Extract provided:

☆ ☆ ☆

The basic idea of PLAID is an identification protocol for smart cards: When you put your smart card into a legitimate hospital terminal, the terminal proves to the smart card that it represents legitimate hospital, and the smart card identifies you to the terminal, and then the terminal dispenses health care at you like a vending machine.

PLAID is intended to provide privacy from malicious terminals: If you put your smart card into a malicious terminal which cannot prove to your smart card that it represents a legitimate hospital, the terminal should be unable to distinguish your card from any other card.

However, in the protocol, the smart card sometimes reveals RSA ciphertexts under a public key n stored on the smart card—even to illegitimate terminals. Every ciphertext under the key n is a nonnegative integer c < n, but since n is different for each key, the upper bound on ciphertexts is different for each key.

☆ ☆ ☆

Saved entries
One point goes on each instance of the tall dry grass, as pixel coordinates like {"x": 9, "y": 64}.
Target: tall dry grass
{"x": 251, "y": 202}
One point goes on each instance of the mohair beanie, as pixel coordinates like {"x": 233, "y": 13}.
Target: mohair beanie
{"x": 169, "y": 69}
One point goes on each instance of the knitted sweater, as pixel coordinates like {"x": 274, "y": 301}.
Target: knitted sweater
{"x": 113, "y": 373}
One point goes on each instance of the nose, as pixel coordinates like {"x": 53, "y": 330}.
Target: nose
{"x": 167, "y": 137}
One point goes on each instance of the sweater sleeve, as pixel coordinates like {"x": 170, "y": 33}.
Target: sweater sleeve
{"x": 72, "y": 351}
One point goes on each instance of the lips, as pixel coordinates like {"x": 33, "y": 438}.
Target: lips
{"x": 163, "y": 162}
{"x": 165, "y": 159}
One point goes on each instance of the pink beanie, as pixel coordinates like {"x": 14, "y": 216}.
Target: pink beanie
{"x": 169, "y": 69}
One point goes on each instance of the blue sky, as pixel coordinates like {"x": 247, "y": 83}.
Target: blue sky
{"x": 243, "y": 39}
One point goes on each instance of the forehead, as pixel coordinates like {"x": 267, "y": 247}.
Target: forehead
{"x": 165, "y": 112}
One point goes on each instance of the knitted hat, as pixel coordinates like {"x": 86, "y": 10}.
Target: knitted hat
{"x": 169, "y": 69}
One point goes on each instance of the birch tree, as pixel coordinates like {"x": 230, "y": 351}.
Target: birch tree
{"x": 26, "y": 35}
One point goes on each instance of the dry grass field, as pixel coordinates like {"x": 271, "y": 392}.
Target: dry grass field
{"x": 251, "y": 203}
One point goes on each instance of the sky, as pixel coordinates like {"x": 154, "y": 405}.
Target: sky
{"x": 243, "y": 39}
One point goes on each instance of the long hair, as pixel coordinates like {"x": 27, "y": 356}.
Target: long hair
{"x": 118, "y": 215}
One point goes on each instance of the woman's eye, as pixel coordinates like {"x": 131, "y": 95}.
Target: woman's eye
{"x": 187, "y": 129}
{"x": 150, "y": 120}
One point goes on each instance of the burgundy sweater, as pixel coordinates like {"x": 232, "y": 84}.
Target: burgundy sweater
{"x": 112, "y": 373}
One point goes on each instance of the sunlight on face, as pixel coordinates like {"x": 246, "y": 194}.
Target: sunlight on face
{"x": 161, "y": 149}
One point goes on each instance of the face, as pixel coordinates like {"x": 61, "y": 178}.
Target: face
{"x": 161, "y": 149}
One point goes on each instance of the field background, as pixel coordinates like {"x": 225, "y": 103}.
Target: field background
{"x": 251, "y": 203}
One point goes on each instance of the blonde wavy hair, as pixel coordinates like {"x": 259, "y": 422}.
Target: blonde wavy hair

☆ ☆ ☆

Instructions:
A: Decide whether each statement agrees with the PLAID passage, answering yes or no and quoting the deciding words exactly. (i) The smart card identifies the user to a legitimate terminal. (ii) A malicious terminal that cannot prove it represents a legitimate hospital should be unable to tell one card from another. (iii) The smart card reveals RSA ciphertexts only to legitimate terminals.
B: Answer these questions from the PLAID passage.
(i) What kind of protocol is PLAID?
(ii) What is PLAID intended to provide privacy from?
(iii) What is the upper bound on every ciphertext c under the key n?

List of answers:
A:
(i) Yes: "the smart card identifies you to the terminal"
(ii) Yes: "the terminal should be unable to distinguish your card from any other card"
(iii) No: "even to illegitimate terminals"

B:
(i) An identification protocol for smart cards.
(ii) Malicious terminals.
(iii) n, since every ciphertext is a nonnegative integer c < n.